# Side Assist retrofit help



## kevin#34 (Jan 8, 2019)

did anybody retrofit side assist?
I have a TT fellow who saw how they works on mine and would like to retrofit them on his, there are installation kit with genuine parts sold from Kufatec or K-electronics, they also provide basic instruction, but perhaps somebody here already succeeded in this?


----------



## Navrig (Aug 15, 2021)

What is side assist?


----------



## chelspeed (May 6, 2017)

This guy did it on a Scirocco Scirocco Central • View topic - Side assist retrofit


----------



## 237tonybates (Jan 26, 2013)

kevin#34 said:


> did anybody retrofit side assist?
> I have a TT fellow who saw how they works on mine and would like to retrofit them on his, there are installation kit with genuine parts sold from Kufatec or K-electronics, they also provide basic instruction, but perhaps somebody here already succeeded in this?


I have successfully fitted this ,and it's a great addition, I bought used radars as the calibration process unlike the rear camera looks very difficult and they will not work without.
















Sent from my SM-G973F using Tapatalk


----------



## kevin#34 (Jan 8, 2019)

I find it very useful, especially at night (even more with tinted glass as I have)





Navrig said:


> What is side assist?


----------



## kevin#34 (Jan 8, 2019)

thanks, unfortunately I am not registered, so can't read it



chelspeed said:


> This guy did it on a Scirocco Scirocco Central • View topic - Side assist retrofit


----------



## kevin#34 (Jan 8, 2019)

thanks tony, I believe too it's a valuable option (I have it).

overall, how much difficult is, this retrofitting? how much time it took you?
how/where you route the wires from the door electronic unit to the radars?
did you buy the kit sold by Kufatec/K-electronic, or a 2nd hand set? It is possible that the set coming from Kufatec/K-electronic come already calibrated (even if brand new)?

thanks



237tonybates said:


> I have successfully fitted this ,and it's a great addition, I bought used radars as the calibration process unlike the rear camera looks very difficult and they will not work without.
> 
> Sent from my SM-G973F using Tapatalk


----------



## chelspeed (May 6, 2017)

kevin#34 said:


> thanks, unfortunately I am not registered, so can't read it


Oh that's a shame, I forgot the mods section was restricted, all other folders are open but not useful on this occasion.


----------



## kevin#34 (Jan 8, 2019)

ok, I proceed with registering


----------



## 237tonybates (Jan 26, 2013)

kevin#34 said:


> thanks tony, I believe too it's a valuable option (I have it).
> 
> overall, how much difficult is, this retrofitting? how much time it took you?
> how/where you route the wires from the door electronic unit to the radars?
> ...


I'd day about a half day if you've done any retrofits with canbus before, also bumper needs removing which once you know is only a 10 min job . 
Wiring I run with my tpms retrofit as per forum write up . If I'd have done that st the same time I would have put that module in rear bumper also . 
I bought most of the parts used all from Germany as its a rare option in UK. Loom was from Ali and bumper brackets from audi dealer here . I suppose the hardest part was pinning the door disconnector plug for the mirror led. Not much toom for me in the footwells ! 

Sent from my SM-G973F using Tapatalk


----------



## JenieceMaclin (Nov 29, 2021)

| LISTED RECORDS |

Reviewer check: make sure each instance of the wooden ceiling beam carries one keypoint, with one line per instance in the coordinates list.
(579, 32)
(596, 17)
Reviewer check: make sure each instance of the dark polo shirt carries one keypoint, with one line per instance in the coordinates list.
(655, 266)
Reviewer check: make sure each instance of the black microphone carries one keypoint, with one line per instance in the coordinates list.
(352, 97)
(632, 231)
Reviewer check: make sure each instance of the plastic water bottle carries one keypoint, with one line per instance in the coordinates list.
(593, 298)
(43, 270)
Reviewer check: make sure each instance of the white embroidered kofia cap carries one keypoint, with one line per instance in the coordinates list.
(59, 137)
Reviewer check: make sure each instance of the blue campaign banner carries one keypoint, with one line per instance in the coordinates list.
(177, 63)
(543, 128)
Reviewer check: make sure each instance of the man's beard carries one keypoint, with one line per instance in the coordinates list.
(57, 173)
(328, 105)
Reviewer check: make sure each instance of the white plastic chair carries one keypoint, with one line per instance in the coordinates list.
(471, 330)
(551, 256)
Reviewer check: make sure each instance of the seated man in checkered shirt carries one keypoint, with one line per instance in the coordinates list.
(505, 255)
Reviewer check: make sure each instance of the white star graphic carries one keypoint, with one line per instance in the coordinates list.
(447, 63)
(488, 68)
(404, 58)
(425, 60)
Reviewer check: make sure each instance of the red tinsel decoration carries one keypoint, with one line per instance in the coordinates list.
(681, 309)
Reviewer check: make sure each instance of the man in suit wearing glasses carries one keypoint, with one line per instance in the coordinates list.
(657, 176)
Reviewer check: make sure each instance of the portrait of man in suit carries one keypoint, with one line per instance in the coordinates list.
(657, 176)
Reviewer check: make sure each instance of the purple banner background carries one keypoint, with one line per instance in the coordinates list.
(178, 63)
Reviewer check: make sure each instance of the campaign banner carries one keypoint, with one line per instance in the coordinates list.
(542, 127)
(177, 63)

| WHAT TO DO |
1 – Return the part of the Side Assist retrofit thread from "Wiring I run" to "(Nov 29, 2021)" without any changes.
2 – In the Side Assist retrofit thread, how long does removing the bumper take once you know how?
Rely only on the Side Assist retrofit thread, not on the records.

| SOLUTIONS TO THE EXERCISE |
1 –
Wiring I run with my tpms retrofit as per forum write up . If I'd have done that st the same time I would have put that module in rear bumper also . 
I bought most of the parts used all from Germany as its a rare option in UK. Loom was from Ali and bumper brackets from audi dealer here . I suppose the hardest part was pinning the door disconnector plug for the mirror led. Not much toom for me in the footwells ! 

Sent from my SM-G973F using Tapatalk


----------



## JenieceMaclin (Nov 29, 2021)

2 – About 10 minutes.